Excerpts of annotation records:
######

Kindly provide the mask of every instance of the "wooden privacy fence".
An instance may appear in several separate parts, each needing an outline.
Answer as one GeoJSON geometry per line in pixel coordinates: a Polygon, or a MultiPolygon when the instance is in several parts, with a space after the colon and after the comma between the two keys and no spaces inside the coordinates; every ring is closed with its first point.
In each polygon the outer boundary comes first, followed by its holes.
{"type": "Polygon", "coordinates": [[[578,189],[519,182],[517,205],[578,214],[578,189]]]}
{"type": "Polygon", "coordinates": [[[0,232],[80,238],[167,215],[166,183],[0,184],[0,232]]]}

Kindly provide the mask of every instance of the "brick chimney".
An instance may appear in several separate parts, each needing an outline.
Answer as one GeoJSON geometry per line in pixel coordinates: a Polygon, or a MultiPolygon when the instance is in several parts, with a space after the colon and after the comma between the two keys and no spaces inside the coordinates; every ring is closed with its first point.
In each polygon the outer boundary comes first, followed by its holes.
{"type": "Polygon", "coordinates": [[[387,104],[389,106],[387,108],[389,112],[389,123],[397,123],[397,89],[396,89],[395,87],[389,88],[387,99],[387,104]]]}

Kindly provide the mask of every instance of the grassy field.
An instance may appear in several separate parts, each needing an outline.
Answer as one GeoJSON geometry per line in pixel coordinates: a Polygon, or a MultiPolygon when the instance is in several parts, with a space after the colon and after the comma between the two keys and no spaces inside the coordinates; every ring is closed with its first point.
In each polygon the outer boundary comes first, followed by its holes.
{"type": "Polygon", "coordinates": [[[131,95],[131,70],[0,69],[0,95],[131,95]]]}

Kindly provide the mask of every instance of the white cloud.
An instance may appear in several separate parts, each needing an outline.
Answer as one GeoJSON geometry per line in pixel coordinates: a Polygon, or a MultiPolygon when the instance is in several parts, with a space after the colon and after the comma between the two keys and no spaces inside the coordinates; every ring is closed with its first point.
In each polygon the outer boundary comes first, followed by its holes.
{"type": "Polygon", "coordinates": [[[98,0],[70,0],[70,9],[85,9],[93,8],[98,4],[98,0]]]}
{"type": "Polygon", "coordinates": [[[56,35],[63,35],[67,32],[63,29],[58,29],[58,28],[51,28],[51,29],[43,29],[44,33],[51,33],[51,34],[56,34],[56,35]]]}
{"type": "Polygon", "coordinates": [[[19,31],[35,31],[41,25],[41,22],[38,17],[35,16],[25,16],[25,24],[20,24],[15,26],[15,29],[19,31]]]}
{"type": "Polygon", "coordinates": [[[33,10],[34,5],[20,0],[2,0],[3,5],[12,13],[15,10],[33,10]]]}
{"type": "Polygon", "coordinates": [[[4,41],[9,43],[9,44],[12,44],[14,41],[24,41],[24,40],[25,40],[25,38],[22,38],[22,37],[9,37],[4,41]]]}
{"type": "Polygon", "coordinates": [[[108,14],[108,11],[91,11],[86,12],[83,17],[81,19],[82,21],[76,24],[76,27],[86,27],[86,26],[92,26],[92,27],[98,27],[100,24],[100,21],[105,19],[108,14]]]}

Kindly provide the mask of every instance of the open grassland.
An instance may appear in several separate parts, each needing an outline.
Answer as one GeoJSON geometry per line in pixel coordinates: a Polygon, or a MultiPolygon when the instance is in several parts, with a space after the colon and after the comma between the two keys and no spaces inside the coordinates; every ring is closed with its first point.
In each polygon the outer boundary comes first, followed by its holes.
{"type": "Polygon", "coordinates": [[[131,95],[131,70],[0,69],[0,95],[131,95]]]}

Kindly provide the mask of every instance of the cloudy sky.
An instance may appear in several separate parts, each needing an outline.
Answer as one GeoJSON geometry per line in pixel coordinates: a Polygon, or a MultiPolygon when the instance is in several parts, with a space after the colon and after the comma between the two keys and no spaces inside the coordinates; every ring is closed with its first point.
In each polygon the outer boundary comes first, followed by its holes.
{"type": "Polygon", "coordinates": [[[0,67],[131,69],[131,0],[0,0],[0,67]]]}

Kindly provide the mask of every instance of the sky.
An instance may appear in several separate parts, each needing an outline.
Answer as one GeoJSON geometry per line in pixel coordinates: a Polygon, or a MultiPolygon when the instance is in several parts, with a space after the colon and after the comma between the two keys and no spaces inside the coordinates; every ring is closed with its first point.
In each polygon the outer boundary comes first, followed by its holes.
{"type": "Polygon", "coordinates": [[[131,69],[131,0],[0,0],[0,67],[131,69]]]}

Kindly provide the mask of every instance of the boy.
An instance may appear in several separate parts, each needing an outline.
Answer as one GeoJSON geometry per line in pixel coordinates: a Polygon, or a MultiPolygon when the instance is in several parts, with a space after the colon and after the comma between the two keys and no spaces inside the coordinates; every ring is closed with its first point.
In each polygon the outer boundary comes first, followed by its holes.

######

§ Given task
Scale the part of the records that opens with the line containing "Kindly provide the mask of every instance of the cloudy" and closes with the end of the records, both ends included, by writing those lines out again with the requests. Multiply every pixel coordinate in the answers by 1.8 and round each result to a whole number, with halves rounded up.

§ Exercise response
Kindly provide the mask of every instance of the cloudy sky.
An instance may appear in several separate parts, each needing an outline.
Answer as one GeoJSON geometry per line in pixel coordinates: a Polygon, or a MultiPolygon when the instance is in several parts, with a space after the colon and after the comma between the two keys and no spaces inside the coordinates; every ring is closed with its first point.
In each polygon the outer boundary comes first, followed by its holes.
{"type": "Polygon", "coordinates": [[[0,121],[236,124],[236,0],[0,0],[0,121]]]}

Kindly provide the mask of every instance of the sky.
An instance may appear in several separate parts, each needing an outline.
Answer as one GeoJSON geometry per line in pixel coordinates: a Polygon, or a MultiPolygon when the instance is in several parts, with a space after the colon and after the comma between the two keys and no spaces inside the coordinates; every ring is closed with its first point.
In each polygon the outer boundary comes first, followed by its holes.
{"type": "Polygon", "coordinates": [[[236,124],[236,0],[0,0],[0,121],[236,124]]]}

Kindly provide the mask of every instance of the boy.
An instance may appear in several separate parts, each needing an outline.
Answer as one GeoJSON geometry per line in pixel coordinates: a Polygon, or a MultiPolygon when the instance is in several parts, with a space after the colon and after the comma between the two keys and no spaces inside the coordinates; every ring is closed with its first point.
In each polygon the outer boundary comes first, followed by its holes.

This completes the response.